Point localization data
-=-=-=-=-
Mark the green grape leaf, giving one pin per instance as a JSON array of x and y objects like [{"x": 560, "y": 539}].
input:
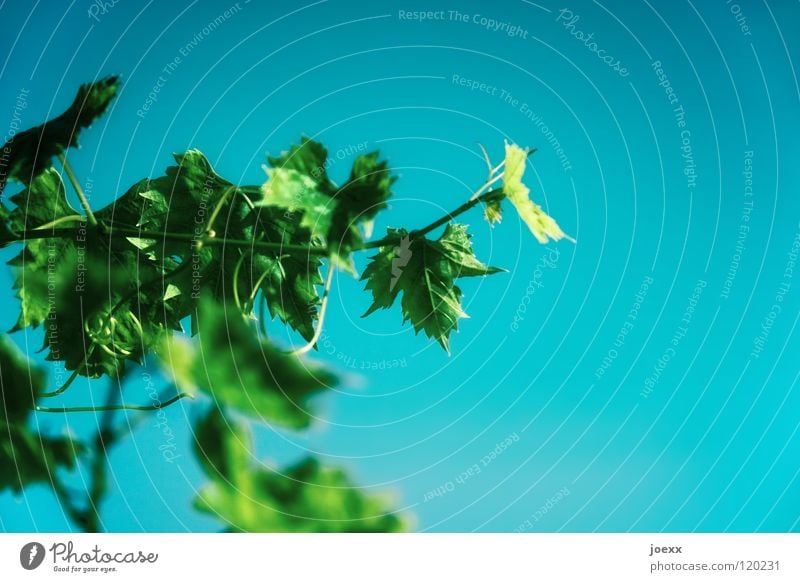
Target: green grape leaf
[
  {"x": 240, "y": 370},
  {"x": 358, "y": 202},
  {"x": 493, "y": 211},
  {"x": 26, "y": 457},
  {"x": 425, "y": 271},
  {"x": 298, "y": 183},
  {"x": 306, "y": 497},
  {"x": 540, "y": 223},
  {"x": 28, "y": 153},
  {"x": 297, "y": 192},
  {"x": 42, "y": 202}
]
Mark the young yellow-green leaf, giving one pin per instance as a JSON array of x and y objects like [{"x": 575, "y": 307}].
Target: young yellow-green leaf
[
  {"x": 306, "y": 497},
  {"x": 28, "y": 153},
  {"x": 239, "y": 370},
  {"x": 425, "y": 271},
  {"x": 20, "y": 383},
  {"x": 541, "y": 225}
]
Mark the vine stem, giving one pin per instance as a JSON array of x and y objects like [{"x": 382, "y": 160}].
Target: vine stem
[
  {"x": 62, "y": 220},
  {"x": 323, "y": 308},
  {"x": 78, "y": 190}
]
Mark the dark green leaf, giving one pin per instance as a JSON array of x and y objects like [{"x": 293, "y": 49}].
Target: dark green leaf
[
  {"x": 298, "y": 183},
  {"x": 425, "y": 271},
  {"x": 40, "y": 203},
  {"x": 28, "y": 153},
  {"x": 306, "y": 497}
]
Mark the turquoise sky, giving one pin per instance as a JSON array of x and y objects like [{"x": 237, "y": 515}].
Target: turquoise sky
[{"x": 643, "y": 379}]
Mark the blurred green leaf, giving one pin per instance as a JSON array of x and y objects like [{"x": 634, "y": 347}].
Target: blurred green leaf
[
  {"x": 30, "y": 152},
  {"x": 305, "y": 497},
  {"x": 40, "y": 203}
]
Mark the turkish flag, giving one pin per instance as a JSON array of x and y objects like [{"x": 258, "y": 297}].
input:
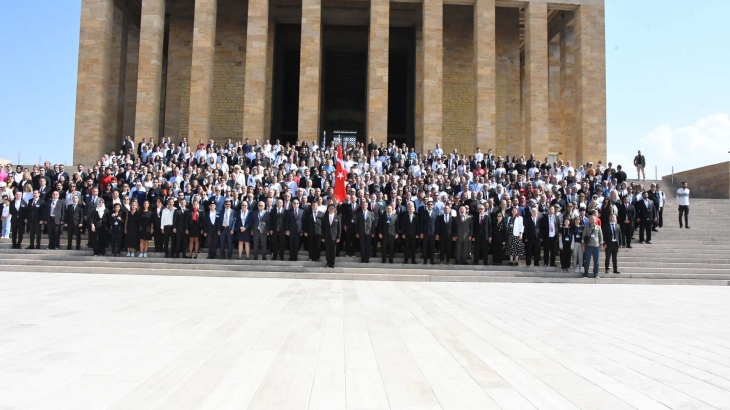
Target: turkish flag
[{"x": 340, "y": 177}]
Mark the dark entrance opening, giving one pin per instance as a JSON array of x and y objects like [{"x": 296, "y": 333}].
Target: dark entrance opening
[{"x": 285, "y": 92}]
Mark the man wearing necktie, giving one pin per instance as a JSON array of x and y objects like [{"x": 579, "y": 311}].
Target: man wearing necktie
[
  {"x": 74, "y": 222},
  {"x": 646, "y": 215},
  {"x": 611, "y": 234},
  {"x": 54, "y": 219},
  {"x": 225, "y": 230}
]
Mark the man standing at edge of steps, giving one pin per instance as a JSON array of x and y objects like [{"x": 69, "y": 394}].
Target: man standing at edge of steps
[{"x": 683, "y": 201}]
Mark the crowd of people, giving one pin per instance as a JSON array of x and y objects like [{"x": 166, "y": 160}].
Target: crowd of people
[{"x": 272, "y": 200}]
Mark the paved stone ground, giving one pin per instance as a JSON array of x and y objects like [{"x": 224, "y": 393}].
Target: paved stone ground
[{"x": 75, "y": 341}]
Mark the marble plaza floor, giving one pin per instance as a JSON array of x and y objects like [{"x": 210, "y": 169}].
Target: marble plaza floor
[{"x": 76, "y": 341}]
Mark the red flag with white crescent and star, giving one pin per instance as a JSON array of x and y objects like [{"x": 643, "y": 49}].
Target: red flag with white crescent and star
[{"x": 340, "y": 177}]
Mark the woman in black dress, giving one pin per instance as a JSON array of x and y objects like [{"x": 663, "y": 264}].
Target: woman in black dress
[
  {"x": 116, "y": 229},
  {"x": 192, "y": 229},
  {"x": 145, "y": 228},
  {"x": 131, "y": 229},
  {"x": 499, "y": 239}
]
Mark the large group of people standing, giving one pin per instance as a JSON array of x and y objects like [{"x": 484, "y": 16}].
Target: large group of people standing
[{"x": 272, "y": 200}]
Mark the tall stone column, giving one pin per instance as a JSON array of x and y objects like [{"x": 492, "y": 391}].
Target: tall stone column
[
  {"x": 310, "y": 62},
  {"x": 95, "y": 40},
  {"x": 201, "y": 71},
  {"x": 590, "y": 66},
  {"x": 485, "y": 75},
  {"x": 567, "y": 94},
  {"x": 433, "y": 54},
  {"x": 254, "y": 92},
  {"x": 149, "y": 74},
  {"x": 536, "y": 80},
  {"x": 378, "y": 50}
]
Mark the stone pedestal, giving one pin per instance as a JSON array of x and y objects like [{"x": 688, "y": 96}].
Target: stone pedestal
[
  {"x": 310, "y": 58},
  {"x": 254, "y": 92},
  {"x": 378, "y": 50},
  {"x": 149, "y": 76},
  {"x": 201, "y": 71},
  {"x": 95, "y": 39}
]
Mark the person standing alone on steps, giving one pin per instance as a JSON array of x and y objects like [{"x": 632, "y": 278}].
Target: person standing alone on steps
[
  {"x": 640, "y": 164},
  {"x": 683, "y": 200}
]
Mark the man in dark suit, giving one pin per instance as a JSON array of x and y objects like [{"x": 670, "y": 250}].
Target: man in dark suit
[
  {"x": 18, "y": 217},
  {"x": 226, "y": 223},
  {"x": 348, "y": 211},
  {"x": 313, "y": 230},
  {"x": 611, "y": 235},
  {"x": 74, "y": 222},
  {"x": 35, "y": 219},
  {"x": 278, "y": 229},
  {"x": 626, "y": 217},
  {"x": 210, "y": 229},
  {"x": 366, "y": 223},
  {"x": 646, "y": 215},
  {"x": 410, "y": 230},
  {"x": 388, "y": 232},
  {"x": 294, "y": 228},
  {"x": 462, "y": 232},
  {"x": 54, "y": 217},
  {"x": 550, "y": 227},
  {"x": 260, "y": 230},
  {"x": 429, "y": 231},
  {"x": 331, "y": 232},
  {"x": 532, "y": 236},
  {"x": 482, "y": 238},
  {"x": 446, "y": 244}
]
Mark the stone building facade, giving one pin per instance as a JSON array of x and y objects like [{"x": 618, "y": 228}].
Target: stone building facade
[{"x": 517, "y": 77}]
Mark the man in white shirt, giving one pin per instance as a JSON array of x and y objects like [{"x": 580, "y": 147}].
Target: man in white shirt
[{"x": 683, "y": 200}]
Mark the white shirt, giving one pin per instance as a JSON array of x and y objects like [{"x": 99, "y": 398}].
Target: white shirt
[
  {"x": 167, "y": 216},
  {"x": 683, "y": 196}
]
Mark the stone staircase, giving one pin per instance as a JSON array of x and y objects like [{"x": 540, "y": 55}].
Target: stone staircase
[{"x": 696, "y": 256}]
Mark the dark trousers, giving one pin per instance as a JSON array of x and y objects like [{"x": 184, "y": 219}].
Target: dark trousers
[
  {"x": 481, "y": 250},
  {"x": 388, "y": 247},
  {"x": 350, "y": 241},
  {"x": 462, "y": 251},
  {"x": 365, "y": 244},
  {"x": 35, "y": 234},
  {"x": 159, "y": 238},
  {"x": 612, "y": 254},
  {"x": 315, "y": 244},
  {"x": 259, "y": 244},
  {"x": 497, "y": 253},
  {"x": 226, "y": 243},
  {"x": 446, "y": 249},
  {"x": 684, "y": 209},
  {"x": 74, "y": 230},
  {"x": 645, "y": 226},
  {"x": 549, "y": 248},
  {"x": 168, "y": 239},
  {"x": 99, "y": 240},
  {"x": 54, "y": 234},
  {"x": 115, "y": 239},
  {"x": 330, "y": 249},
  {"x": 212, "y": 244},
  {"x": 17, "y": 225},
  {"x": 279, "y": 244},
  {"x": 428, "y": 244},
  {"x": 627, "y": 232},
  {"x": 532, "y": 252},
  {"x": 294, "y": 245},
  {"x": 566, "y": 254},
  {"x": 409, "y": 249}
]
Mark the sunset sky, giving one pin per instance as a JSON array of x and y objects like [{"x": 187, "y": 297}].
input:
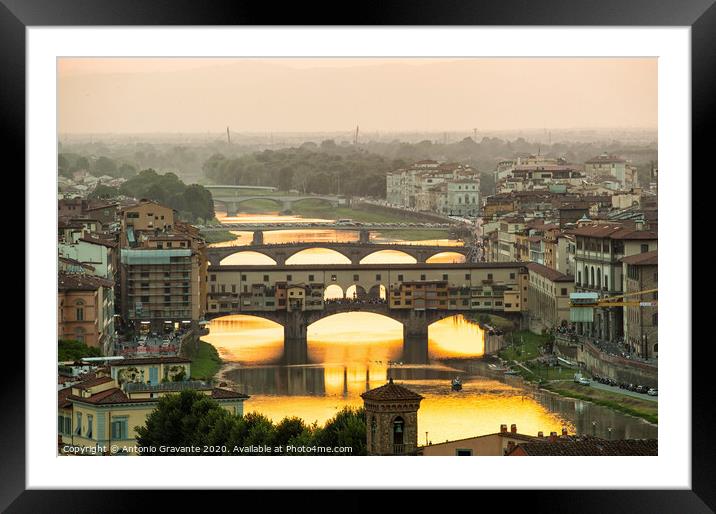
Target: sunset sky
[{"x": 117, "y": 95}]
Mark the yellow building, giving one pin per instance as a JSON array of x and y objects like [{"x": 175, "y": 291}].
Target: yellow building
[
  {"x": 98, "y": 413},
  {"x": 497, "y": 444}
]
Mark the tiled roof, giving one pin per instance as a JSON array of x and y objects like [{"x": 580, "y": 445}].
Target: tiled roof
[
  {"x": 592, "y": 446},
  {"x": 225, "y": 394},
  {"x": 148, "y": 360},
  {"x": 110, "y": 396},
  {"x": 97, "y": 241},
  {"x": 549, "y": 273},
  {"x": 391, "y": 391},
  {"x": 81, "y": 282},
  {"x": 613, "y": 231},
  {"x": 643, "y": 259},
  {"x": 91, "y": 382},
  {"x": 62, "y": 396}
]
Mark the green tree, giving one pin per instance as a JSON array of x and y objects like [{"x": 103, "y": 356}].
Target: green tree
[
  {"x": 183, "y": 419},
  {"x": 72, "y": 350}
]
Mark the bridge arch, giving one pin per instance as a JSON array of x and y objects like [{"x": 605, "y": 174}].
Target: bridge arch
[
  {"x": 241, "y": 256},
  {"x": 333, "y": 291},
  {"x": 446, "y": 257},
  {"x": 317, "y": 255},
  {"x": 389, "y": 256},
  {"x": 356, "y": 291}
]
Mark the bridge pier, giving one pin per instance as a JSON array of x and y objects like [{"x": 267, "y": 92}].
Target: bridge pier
-=-=-=-=-
### Problem statement
Nothing but the lines from the first line of the data above through the line holding "Mark the vine" may appear in the response, copied exactly and without pictures.

### Exercise response
Mark the green grape leaf, giving one pin per instance as a JSON array of x and y objects like [{"x": 560, "y": 539}].
input:
Target: green grape leaf
[
  {"x": 240, "y": 370},
  {"x": 358, "y": 202},
  {"x": 493, "y": 211},
  {"x": 26, "y": 457},
  {"x": 425, "y": 271},
  {"x": 298, "y": 183},
  {"x": 306, "y": 497},
  {"x": 540, "y": 223},
  {"x": 28, "y": 153},
  {"x": 297, "y": 192},
  {"x": 42, "y": 202}
]
Mark the young yellow-green leaf, giving one pin per instance as a JSON array of x and y objects like [{"x": 575, "y": 307}].
Target: young yellow-green leaf
[
  {"x": 306, "y": 497},
  {"x": 28, "y": 153},
  {"x": 239, "y": 370},
  {"x": 425, "y": 271},
  {"x": 20, "y": 383},
  {"x": 541, "y": 225}
]
Mark the vine stem, giving one pin per instance as a JSON array of x and y objects like [{"x": 382, "y": 160}].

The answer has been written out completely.